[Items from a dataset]
####################
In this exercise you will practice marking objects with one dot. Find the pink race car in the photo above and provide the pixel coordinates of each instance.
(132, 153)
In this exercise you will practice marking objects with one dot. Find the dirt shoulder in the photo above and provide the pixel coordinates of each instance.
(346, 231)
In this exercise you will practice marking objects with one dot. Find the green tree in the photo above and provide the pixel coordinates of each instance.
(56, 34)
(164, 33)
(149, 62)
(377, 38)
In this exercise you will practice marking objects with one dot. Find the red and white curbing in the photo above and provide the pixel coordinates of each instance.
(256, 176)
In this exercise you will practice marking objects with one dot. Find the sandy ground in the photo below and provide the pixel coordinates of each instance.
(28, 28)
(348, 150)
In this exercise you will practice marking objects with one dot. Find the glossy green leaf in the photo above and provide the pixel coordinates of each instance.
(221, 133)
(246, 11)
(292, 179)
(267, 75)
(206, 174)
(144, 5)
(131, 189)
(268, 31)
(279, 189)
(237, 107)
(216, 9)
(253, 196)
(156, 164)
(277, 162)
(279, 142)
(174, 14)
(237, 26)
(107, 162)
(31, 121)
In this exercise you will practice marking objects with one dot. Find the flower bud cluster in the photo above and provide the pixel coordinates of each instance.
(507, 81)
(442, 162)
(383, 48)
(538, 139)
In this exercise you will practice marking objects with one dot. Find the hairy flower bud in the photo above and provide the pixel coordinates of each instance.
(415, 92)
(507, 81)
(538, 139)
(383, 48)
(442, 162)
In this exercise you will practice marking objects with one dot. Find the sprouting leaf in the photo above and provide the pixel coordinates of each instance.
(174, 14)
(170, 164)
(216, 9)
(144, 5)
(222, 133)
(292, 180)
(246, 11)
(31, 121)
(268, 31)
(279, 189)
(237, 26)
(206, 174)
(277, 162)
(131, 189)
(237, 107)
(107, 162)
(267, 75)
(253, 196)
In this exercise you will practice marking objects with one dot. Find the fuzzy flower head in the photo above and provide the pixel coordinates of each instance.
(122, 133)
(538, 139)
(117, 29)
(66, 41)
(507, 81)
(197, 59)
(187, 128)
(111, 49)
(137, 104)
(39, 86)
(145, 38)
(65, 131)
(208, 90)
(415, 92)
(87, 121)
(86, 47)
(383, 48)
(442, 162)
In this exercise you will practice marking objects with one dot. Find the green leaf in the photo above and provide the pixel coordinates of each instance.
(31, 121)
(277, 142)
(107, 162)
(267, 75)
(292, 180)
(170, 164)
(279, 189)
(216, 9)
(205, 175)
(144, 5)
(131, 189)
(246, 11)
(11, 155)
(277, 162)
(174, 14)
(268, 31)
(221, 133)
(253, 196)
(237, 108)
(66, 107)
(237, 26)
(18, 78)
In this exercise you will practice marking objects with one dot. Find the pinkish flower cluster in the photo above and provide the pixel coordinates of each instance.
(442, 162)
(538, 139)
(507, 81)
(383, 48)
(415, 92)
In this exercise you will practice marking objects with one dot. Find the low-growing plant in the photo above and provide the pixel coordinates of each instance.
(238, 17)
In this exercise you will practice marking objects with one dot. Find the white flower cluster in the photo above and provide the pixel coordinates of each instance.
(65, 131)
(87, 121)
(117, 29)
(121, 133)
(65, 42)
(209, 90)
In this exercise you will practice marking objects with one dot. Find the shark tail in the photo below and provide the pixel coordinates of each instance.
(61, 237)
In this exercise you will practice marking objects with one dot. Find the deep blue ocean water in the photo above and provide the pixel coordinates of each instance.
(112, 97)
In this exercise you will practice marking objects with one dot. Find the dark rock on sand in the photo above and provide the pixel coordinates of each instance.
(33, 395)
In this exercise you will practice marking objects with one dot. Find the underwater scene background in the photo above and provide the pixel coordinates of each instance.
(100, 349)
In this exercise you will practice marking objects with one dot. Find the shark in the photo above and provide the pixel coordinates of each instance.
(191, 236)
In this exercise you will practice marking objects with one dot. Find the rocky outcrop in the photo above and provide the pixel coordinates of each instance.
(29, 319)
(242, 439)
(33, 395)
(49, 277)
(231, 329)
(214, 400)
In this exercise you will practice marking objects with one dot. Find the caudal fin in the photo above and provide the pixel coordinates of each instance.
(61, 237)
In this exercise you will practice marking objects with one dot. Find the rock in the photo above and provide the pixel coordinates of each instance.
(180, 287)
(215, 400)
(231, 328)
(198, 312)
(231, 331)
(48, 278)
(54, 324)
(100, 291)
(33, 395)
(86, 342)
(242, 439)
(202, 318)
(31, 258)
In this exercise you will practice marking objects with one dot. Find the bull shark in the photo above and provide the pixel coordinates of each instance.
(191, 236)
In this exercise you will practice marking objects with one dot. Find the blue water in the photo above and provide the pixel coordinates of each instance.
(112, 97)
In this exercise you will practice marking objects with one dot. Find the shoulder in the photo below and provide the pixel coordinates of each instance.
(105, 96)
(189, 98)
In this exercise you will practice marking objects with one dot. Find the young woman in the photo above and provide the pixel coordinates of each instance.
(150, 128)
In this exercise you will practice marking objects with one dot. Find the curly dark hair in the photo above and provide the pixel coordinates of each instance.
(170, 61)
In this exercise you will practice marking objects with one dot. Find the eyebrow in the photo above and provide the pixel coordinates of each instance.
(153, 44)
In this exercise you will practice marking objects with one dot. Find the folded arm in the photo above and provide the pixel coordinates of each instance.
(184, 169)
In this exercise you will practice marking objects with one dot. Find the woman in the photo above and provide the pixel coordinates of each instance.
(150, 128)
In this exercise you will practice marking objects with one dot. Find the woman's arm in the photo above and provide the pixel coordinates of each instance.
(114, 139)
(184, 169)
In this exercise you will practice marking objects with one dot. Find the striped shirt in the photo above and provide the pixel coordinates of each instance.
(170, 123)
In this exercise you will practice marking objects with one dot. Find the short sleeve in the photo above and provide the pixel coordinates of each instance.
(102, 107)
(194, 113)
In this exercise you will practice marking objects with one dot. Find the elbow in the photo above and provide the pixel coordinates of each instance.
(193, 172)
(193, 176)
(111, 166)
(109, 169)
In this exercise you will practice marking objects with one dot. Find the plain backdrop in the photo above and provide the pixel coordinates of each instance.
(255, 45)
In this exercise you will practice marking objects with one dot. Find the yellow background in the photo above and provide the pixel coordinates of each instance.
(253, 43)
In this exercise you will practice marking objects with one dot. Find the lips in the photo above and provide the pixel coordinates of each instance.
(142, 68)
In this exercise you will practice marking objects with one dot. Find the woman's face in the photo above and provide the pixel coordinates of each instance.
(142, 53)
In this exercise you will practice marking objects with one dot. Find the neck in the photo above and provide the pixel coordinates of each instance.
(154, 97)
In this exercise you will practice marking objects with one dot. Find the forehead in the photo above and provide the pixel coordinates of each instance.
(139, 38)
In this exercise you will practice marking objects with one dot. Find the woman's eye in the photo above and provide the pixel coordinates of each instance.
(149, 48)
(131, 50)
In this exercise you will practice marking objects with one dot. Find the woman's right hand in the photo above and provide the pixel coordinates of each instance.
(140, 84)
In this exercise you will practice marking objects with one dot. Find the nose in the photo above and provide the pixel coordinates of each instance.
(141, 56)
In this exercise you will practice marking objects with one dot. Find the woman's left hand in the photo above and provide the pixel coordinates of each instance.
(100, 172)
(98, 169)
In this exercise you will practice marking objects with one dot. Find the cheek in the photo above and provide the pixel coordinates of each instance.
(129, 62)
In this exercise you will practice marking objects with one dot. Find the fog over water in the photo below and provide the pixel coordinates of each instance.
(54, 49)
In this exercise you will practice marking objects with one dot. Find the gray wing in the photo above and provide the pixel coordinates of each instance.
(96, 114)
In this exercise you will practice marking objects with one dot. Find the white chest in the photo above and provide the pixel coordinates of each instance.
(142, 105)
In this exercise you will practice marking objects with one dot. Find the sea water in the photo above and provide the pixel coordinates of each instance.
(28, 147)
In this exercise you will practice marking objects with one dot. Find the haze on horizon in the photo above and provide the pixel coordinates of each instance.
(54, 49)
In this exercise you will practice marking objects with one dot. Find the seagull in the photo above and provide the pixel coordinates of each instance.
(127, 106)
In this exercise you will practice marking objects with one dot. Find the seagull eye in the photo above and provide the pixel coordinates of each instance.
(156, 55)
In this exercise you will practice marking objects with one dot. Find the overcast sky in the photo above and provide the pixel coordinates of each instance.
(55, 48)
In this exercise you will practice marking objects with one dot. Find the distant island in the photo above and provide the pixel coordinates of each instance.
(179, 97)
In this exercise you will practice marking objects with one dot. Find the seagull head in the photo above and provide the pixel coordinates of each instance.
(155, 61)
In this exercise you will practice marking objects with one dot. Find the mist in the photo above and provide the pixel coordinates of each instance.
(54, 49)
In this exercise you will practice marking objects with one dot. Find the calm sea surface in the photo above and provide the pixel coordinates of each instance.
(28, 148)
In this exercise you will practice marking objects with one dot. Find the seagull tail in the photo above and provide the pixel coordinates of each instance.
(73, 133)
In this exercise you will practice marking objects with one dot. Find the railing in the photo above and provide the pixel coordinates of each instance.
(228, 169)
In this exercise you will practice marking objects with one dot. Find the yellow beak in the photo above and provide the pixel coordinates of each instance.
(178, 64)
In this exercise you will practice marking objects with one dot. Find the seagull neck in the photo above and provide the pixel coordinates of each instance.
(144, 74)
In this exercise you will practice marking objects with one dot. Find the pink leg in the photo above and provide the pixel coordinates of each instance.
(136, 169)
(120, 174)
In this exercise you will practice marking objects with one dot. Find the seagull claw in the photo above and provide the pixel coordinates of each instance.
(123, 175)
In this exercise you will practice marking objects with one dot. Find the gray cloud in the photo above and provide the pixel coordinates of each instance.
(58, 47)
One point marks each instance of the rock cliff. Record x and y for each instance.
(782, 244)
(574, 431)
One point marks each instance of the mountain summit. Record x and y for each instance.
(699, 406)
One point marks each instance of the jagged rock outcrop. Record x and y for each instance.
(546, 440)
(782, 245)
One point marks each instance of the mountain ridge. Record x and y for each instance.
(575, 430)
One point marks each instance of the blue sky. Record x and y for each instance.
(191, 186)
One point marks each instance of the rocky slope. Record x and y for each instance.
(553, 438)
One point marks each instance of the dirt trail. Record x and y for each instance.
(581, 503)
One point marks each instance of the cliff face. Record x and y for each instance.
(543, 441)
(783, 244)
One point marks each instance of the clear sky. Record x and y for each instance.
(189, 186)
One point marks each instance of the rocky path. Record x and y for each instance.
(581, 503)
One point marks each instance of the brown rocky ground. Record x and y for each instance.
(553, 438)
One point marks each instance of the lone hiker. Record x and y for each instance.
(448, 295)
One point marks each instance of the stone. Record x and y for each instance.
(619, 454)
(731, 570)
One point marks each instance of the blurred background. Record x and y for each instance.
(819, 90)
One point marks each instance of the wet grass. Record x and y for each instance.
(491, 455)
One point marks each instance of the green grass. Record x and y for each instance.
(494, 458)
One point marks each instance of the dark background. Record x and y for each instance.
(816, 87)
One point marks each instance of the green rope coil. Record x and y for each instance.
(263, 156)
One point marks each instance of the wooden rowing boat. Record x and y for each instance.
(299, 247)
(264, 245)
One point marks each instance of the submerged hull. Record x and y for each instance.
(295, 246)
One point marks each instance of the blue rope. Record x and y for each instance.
####################
» YOUR OBJECTIVE
Repeat exactly the lines above, starting with the line that contains "One point marks each instance of the rock cliff." and ending with the last line, both included, and nothing else.

» TASK OUTPUT
One point marks each instance of the rock cliff. Record x and y for each instance.
(782, 244)
(574, 431)
One point marks each instance of the mountain summit. Record x and y for each instance.
(699, 406)
One point marks each instance of the jagged rock outcrop. Record x and y for each instance.
(546, 440)
(782, 245)
One point marks each instance of the mountain ridge. Record x and y for each instance.
(575, 430)
One point marks each instance of the blue sky. Record x and y for each instance.
(191, 186)
One point marks each instance of the rocky slope. Record x and y for each instance.
(553, 438)
One point marks each instance of the dirt trail. Record x and y for each instance.
(581, 503)
One point marks each instance of the cliff face. Record x and y for each instance.
(543, 441)
(783, 244)
One point marks each instance of the clear sky. Record x and y for each instance.
(189, 186)
One point marks each instance of the rocky path. Record x and y for each instance.
(581, 503)
One point marks each instance of the brown rocky ground. Record x and y for each instance.
(553, 438)
One point marks each instance of the lone hiker. Record x and y for each instance.
(448, 295)
One point marks each instance of the stone. Record x and y for each instance.
(619, 454)
(731, 570)
One point marks each instance of the blurred background. Record x and y for each instance.
(819, 90)
One point marks each instance of the wet grass. Record x and y for each instance.
(491, 455)
One point marks each instance of the green grass. Record x and y for each instance.
(494, 458)
One point marks each instance of the dark background. Record x and y for each instance.
(816, 87)
One point marks each instance of the green rope coil. Record x and y for each instance.
(263, 156)
One point marks each instance of the wooden rowing boat. Record x and y for each instance.
(299, 247)
(264, 245)
One point marks each instance of the submerged hull. Record x and y for each instance.
(295, 246)
One point marks each instance of the blue rope. Record x and y for each instance.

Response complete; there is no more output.